Your task is to copy every entry exactly.

----

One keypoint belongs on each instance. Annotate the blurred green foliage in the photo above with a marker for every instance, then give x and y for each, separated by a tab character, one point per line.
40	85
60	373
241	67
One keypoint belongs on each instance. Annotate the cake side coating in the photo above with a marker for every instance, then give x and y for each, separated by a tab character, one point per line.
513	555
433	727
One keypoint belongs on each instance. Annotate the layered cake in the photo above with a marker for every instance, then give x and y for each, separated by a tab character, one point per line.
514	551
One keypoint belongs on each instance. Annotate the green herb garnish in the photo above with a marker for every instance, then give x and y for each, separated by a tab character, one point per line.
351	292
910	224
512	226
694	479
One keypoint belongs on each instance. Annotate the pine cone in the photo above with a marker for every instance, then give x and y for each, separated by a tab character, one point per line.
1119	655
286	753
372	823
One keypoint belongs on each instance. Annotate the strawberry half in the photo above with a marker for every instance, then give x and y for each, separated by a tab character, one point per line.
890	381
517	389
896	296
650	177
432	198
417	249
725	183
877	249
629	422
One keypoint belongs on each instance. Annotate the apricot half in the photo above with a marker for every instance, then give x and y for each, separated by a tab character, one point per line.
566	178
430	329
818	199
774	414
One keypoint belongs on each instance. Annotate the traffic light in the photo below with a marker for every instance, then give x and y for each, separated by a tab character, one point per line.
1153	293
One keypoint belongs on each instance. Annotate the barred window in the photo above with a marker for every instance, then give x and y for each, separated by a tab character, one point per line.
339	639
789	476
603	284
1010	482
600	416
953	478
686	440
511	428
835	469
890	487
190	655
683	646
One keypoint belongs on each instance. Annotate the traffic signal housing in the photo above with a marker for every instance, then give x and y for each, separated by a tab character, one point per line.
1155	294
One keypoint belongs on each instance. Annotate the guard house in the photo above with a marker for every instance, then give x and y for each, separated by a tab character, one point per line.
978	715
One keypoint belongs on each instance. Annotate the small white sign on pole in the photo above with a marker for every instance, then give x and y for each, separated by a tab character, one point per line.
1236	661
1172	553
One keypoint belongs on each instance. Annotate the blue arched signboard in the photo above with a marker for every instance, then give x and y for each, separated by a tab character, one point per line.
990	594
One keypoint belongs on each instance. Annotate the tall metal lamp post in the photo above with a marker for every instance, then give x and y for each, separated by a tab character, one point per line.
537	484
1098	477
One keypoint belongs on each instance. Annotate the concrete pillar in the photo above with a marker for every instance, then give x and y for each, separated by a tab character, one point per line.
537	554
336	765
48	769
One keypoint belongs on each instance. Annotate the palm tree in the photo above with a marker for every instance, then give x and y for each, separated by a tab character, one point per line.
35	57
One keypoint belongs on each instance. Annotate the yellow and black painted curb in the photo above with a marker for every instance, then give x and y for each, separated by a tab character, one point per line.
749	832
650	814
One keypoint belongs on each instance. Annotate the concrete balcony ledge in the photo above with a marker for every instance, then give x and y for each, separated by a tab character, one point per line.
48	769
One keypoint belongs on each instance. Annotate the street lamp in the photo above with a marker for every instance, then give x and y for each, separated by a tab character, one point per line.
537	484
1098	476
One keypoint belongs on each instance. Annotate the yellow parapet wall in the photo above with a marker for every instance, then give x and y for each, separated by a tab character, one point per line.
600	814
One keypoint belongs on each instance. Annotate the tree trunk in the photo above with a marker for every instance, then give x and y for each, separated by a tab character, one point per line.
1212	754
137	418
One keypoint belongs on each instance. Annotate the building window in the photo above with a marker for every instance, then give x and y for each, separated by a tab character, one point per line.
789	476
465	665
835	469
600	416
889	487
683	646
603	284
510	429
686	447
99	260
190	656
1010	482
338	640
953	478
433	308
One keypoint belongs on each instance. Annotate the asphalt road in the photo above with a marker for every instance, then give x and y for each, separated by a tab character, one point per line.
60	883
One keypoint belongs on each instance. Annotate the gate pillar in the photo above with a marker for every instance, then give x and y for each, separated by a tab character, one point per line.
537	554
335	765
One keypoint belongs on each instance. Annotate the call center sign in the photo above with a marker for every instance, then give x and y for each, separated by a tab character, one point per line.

----

_Exercise result_
One keypoint belongs on each instance. Annotate the blurred green foliage in the photo above with a marker for every instance, then give x and y for each, separated by a tab character, one point per line.
40	85
60	373
241	67
One keypoint belongs on each instance. Annotate the cake side coating in the photo above with a marker for every instance, then give x and y for each, separated by a tab character, one point per line.
513	555
433	727
One keypoint belongs on each instance. Annotate the layered cake in the photo above with a marker for every instance, then give x and y for each, separated by a tab character, one point per line.
514	551
One keypoint belongs on each instance. Annotate the green herb garnish in the photo above with a marker for every instance, then give x and y for each, separated by a tab character, one point per line.
351	292
910	224
512	226
694	479
One keypoint belongs on each instance. Annotate the pine cone in the photo above with a marker for every instance, then give x and y for each, separated by a tab character, one point per line.
1119	655
286	753
372	823
One keypoint belongs on each instance. Annotate the strawberry half in the photo above with a marker for every instance, then give x and y for each, separated by a tab character, one point per line.
890	381
517	389
896	296
650	177
432	198
417	249
725	183
877	249
629	422
One keypoint belongs on each instance. Annotate the apricot half in the photo above with a marker for every instance, then give x and y for each, separated by a tab character, one point per line.
566	178
430	329
818	199
774	414
One keypoint belongs on each instance. Annotate the traffic light in the photo below with a marker for every instance, then give x and y for each, separated by a tab character, one point per line.
1153	293
One keypoint belongs on each instance. Annotate the barred window in the photo above with a marker for every instance, then give x and y for each, separated by a tab character, one point per line.
339	639
789	476
603	284
1010	482
600	416
953	478
686	440
511	428
835	469
890	487
190	655
683	646
One keypoint belongs on each instance. Annotate the traffic signal housing in the photo above with a marker for every instance, then give x and y for each, separated by a tab character, one point per line.
1155	294
One keypoint belongs on each instance. Annotate the guard house in the photo above with a marker for every instance, then give x and y for each, separated by a tab character, one point per line.
978	715
One keypoint belongs on each instance. Annotate the small white sign on pole in the photo above with a marker for every instance, then give x and y for each, separated by a tab character, one point per line.
1236	661
1172	553
One keypoint belongs on each instance. Annotate the blue arched signboard in the photo above with a marker for every instance, then give x and y for each, separated by a tab character, one point per line.
990	594
One keypoint belongs on each instance. Annotate the tall metal lamp post in the photo above with a marker for every instance, then give x and y for each, separated by a tab character, one point per line.
537	484
1098	477
One keypoint belongs on each instance. Annotate the concrete pillar in the photo above with a marker for every instance, then give x and y for each, separated by a tab character, one point per line.
537	554
336	765
48	769
One keypoint belongs on each instance. Annotate the palm tree in the photo above with a marker for every instance, then give x and y for each, separated by a tab character, one point per line.
35	57
One keypoint belongs on each instance. Annotate the yellow and black painted curb in the photo above with a marker for every instance, then give x and y for each, separated by a tab character, one point per line.
749	832
650	814
One keypoint belongs on each instance. Annotate the concrete balcony ledge in the photo above with a marker for every instance, then give x and y for each, separated by a tab character, one point per line.
48	769
One keypoint belongs on each instance. Annotate the street lamp in the photo above with a marker for every instance, then give x and y for each, separated by a tab character, one point per line.
537	484
1098	476
One keypoint belongs on each instance. Annotate the yellow parapet wall in the photo above with a marker for every instance, then give x and y for each, separated by a tab character, one point per line.
600	814
One keypoint belongs on each instance. Annotate the tree trunk in the photo above with a marker for every instance, then give x and y for each, separated by a tab character, one point per line.
1212	754
137	418
One keypoint belongs on each instance. Annotate the building window in the photo above with a marker for every instance, then give x and y for each, separated by a tab character, one point per line.
789	476
465	665
835	469
600	416
889	487
683	646
603	284
510	429
686	447
99	260
190	656
1010	482
338	640
953	478
433	308
One keypoint belongs on each instance. Annotate the asphalt road in the photo above with a marker for every instance, then give x and y for each, separated by a tab character, one point per line.
60	883
One keypoint belongs on each instance. Annotate the gate pillar in the photo above with a marker for every instance, then give x and y for each, separated by a tab character, one point per line.
537	554
335	765
One keypoint belongs on each instance. Annotate the call center sign in the photo above with a marker for every instance, then give x and y for each, separated by a tab character, one point per line.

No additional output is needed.